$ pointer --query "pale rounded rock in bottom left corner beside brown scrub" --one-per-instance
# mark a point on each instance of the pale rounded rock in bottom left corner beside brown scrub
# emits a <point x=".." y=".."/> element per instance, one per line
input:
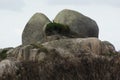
<point x="8" y="68"/>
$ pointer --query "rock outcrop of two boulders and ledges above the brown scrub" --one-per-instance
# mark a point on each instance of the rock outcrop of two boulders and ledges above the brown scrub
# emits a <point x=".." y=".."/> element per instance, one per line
<point x="84" y="40"/>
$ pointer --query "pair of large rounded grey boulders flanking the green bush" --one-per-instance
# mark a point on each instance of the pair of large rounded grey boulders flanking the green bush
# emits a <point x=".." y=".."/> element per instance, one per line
<point x="78" y="23"/>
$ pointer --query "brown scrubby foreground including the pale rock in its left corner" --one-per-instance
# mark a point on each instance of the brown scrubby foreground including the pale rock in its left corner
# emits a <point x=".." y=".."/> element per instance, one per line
<point x="55" y="66"/>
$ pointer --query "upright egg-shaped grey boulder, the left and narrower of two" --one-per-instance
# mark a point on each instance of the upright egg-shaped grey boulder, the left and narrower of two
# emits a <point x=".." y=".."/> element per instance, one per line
<point x="33" y="31"/>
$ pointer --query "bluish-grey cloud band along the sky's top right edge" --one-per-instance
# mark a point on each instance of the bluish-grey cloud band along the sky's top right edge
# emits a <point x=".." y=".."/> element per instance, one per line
<point x="84" y="2"/>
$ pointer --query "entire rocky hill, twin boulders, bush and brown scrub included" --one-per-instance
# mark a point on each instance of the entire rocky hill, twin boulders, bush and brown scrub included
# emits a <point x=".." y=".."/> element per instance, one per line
<point x="54" y="55"/>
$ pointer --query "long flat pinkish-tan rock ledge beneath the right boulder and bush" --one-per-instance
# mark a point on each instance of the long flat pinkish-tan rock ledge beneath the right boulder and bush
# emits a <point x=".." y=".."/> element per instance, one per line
<point x="75" y="46"/>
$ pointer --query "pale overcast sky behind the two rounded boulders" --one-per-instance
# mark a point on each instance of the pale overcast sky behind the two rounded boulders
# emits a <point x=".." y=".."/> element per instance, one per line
<point x="14" y="14"/>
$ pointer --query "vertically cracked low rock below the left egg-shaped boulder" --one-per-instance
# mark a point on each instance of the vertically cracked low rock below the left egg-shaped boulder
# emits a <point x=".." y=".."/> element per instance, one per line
<point x="27" y="53"/>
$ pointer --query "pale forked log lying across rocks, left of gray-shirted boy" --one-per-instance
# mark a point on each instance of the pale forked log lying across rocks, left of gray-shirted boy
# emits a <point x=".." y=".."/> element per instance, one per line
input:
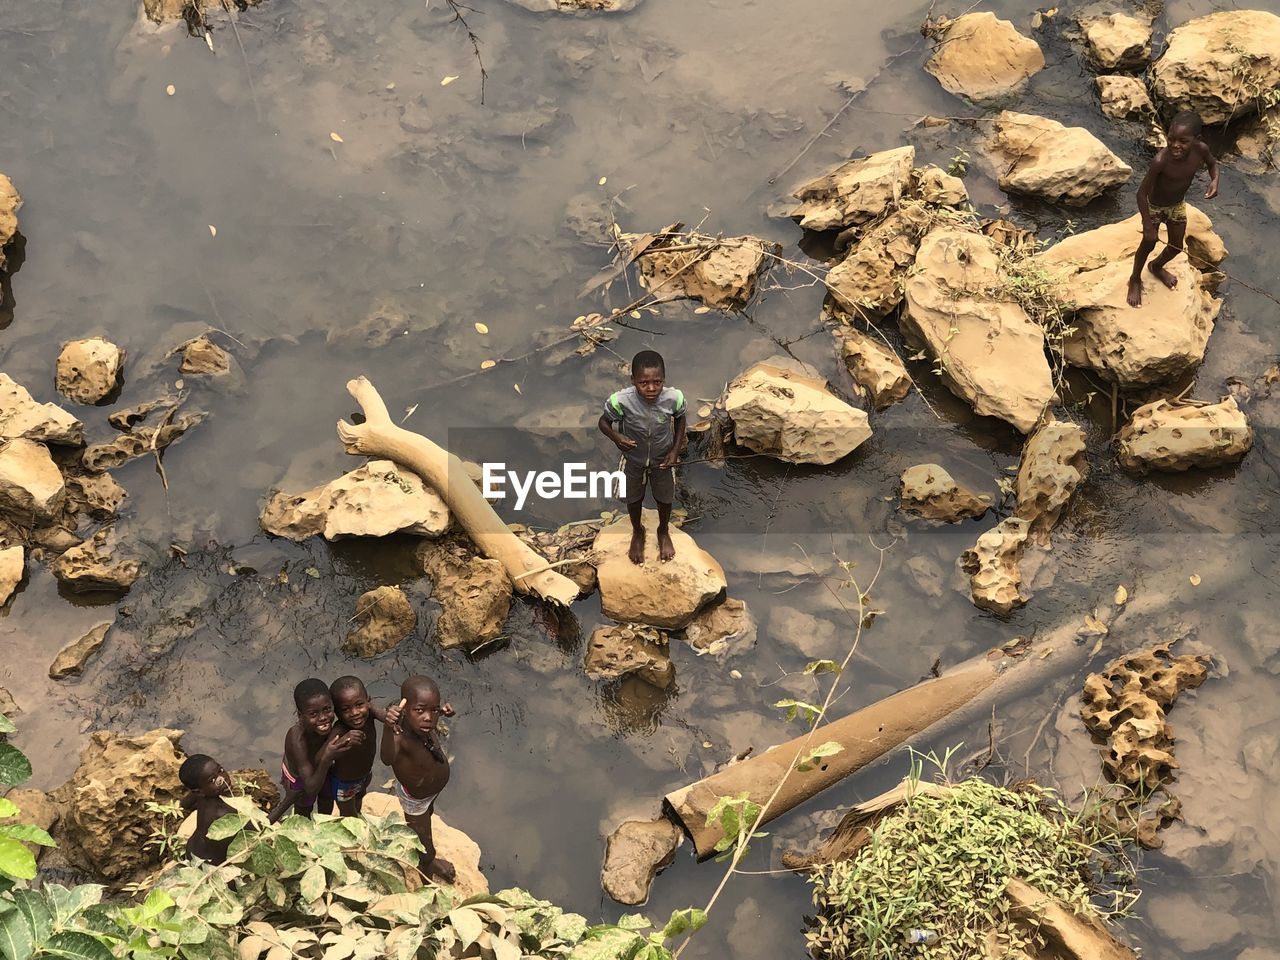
<point x="381" y="437"/>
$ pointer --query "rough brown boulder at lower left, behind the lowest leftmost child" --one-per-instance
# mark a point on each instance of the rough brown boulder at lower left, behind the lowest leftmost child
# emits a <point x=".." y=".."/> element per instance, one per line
<point x="108" y="824"/>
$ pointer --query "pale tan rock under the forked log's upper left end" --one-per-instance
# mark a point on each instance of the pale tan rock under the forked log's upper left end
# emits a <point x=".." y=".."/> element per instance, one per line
<point x="376" y="500"/>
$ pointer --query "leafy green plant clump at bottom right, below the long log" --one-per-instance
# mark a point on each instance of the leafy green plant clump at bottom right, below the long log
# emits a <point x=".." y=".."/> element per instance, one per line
<point x="941" y="863"/>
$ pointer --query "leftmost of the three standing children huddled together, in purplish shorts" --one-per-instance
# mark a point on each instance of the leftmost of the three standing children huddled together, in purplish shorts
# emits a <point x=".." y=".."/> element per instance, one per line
<point x="310" y="748"/>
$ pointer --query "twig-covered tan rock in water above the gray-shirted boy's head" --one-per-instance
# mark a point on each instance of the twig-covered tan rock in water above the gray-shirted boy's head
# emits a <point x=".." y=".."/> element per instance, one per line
<point x="721" y="273"/>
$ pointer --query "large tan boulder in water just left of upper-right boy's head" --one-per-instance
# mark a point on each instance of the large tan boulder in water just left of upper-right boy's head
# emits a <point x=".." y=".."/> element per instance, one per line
<point x="1041" y="158"/>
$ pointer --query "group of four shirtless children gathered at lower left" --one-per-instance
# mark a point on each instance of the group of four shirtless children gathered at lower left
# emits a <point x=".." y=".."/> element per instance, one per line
<point x="330" y="761"/>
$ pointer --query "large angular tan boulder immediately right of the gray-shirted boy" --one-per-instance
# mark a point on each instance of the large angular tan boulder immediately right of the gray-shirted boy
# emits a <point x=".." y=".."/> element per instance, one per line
<point x="785" y="412"/>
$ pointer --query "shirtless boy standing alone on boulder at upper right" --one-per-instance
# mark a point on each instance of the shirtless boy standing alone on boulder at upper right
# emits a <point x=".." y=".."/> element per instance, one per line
<point x="1162" y="198"/>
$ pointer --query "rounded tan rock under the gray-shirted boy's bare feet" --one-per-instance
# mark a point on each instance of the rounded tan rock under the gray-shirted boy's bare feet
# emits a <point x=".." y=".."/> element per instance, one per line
<point x="662" y="595"/>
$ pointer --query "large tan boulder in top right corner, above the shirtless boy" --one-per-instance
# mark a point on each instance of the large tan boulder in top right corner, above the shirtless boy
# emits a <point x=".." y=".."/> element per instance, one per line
<point x="1220" y="66"/>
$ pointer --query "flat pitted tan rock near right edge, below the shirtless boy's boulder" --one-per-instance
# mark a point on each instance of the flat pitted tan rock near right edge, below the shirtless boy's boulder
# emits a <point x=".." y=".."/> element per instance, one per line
<point x="1174" y="437"/>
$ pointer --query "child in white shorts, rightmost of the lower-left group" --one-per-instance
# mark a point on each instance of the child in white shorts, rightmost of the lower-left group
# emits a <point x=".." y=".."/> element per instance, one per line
<point x="412" y="748"/>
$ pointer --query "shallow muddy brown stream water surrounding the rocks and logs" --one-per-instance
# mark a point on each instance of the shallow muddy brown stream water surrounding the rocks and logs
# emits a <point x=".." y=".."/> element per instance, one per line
<point x="441" y="213"/>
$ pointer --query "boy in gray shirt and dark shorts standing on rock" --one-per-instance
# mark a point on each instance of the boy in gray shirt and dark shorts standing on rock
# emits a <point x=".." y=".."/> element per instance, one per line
<point x="647" y="422"/>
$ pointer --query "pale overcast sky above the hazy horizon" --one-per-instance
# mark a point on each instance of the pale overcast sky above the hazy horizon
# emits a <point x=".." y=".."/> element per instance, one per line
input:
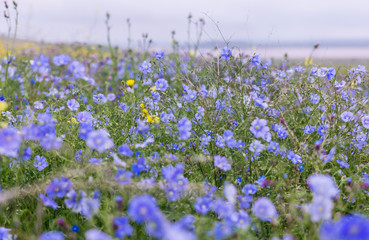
<point x="260" y="21"/>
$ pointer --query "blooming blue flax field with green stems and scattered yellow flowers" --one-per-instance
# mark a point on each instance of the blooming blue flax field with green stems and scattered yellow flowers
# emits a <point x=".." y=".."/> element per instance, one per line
<point x="129" y="144"/>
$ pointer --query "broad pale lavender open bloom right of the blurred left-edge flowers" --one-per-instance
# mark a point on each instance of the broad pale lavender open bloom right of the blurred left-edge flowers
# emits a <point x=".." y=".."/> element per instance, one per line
<point x="99" y="140"/>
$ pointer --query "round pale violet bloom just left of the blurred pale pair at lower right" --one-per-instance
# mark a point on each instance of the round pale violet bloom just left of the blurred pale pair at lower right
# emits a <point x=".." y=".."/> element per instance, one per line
<point x="264" y="209"/>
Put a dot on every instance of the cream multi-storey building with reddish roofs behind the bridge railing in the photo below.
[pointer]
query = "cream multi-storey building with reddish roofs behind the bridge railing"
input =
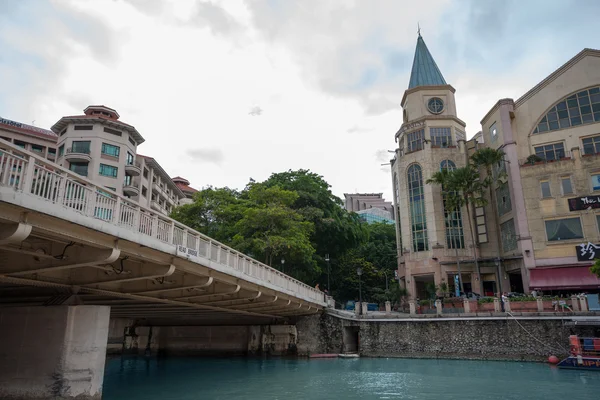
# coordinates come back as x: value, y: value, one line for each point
x: 101, y: 147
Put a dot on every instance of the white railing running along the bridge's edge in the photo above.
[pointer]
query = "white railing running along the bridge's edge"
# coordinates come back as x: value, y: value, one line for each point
x: 32, y: 175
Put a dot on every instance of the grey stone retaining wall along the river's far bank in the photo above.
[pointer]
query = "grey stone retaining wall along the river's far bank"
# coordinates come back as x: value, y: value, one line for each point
x: 504, y: 338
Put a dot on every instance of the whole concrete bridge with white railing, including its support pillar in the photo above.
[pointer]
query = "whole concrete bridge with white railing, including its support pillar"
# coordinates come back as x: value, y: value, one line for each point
x: 73, y: 253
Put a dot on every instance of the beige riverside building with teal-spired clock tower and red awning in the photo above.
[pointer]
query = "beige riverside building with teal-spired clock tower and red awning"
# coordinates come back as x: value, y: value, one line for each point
x: 544, y: 229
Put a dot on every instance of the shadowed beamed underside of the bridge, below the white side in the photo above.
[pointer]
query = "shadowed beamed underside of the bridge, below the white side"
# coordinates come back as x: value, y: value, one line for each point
x: 47, y: 261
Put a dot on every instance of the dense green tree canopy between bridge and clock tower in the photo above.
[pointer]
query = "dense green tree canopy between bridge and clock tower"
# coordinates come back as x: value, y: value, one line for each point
x: 294, y: 216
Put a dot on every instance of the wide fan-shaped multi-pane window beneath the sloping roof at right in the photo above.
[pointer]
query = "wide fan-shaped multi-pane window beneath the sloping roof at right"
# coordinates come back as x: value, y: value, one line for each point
x: 578, y: 109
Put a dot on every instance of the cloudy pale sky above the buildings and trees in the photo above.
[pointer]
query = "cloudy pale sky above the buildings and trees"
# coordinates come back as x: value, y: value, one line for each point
x: 225, y: 91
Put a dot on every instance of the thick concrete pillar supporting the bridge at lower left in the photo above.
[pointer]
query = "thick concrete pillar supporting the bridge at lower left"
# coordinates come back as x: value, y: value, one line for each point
x: 53, y: 352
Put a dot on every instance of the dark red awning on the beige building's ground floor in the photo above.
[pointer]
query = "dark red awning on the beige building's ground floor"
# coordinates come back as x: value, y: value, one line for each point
x: 563, y: 278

§ §

- Task to carry out
Where a line of the records above holds the word "bluish", copy that line.

- Response to this exercise
$ pointer --query "bluish-grey cloud band along the sky's top right edge" --one-per-instance
# mark a point on each instance of the bluish-grey cloud band along the sky's top right edge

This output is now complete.